**Exercise tasks**
1. From the article on hangover-free alcohol, transcribe the passage between "The Imperial College" and "replace regular alcohol.", inclusive.
2. Please condense the paragraph in the hangover-free alcohol article that begins "The Imperial College professor" into one shorter sentence, keeping its main facts.

**Document section**
_ _ _ _
Cheers! Hangover-free alcohol is (almost) here
The drink, ‘alcosynth’, is designed to mimic the positive effects of alcohol but does not cause a dry mouth, headaches or nausea, according to its creator Professor David Nutt.
The Imperial College professor, who was sacked from his position as the government drug adviser in 2009 after claiming that taking ecstasy was less dangerous than riding a horse, told the Independent he had patented around 90 different alcosynth compounds.
He says two are being rigorously tested for mainstream use and within 35 years could replace regular alcohol.
“People want healthier drinks. The drinks industry knows that by 2050 alcohol will be gone.”
“It will be there alongside the scotch and gin, they’ll dispense the alcosynth into your cocktail and then you’ll have the pleasure without damaging your liver and your heart,” he said.
“They’ll go very nicely into mojitos. They even go into something as clear as a Tom Collins. One is pretty tasteless, the other has a bitter taste.”
Nutt says the effects of alcosynth would last around a couple of hours – the same as traditional alcohol, and could stop drinkers getting legless.
“We think the effects round out at about four or five ‘drinks,’ then the effect would max out.
_ _ _ _
**Information shown**
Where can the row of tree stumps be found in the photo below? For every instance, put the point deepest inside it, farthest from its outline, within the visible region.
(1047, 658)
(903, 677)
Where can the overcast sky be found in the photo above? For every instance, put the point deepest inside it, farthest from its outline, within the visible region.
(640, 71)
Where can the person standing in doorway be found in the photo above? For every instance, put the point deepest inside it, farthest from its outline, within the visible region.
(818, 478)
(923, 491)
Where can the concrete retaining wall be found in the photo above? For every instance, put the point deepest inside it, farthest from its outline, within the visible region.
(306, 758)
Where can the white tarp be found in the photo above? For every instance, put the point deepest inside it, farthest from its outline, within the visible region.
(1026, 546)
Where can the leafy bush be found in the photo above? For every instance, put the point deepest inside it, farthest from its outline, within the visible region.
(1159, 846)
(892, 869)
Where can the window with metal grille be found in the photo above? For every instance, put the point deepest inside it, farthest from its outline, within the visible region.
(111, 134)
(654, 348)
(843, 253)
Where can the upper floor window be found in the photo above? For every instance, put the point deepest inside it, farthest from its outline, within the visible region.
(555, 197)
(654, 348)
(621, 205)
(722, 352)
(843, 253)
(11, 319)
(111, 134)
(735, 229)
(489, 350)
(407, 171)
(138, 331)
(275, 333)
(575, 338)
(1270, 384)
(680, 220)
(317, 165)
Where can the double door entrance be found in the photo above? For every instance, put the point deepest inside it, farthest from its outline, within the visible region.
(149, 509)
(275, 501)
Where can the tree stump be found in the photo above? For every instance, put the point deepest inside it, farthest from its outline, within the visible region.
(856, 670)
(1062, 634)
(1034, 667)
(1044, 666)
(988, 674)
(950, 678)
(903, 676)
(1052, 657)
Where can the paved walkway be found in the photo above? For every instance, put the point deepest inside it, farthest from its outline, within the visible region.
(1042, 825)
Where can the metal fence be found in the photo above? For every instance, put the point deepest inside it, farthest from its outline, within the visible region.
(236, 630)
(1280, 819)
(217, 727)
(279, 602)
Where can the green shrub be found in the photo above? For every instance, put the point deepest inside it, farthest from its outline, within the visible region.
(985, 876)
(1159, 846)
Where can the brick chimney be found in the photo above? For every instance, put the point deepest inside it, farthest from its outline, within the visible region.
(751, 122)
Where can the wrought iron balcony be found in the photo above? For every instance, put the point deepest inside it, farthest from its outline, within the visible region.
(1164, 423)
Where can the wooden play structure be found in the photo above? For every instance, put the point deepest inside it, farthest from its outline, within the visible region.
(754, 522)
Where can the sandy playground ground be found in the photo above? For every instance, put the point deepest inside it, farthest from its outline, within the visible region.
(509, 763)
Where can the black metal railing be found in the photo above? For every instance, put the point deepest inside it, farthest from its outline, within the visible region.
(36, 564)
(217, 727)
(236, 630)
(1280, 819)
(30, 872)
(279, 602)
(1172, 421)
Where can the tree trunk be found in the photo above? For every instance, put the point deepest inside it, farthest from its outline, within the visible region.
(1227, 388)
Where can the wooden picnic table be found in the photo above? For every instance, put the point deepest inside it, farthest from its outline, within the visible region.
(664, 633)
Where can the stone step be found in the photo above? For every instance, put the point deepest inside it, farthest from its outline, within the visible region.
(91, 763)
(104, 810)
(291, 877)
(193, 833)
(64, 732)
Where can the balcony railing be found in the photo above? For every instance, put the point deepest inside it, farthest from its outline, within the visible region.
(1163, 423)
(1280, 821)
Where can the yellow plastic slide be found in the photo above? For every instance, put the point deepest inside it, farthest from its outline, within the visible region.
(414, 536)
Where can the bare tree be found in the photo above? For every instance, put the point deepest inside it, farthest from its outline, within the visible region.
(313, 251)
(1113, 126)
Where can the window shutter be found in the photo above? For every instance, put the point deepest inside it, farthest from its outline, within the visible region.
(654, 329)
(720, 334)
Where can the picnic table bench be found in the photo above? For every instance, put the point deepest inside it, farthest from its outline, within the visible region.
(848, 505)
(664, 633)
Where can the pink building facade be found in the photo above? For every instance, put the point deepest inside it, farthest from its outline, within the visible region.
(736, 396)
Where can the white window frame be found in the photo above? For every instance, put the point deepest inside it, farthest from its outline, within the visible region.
_ _ _ _
**Exercise solutions**
1.
The Imperial College professor, who was sacked from his position as the government drug adviser in 2009 after claiming that taking ecstasy was less dangerous than riding a horse, told the Independent he had patented around 90 different alcosynth compounds.
He says two are being rigorously tested for mainstream use and within 35 years could replace regular alcohol.

2. The Imperial College professor, sacked as the government drug adviser in 2009 for claiming ecstasy was less dangerous than riding a horse, told the Independent he had patented around 90 alcosynth compounds.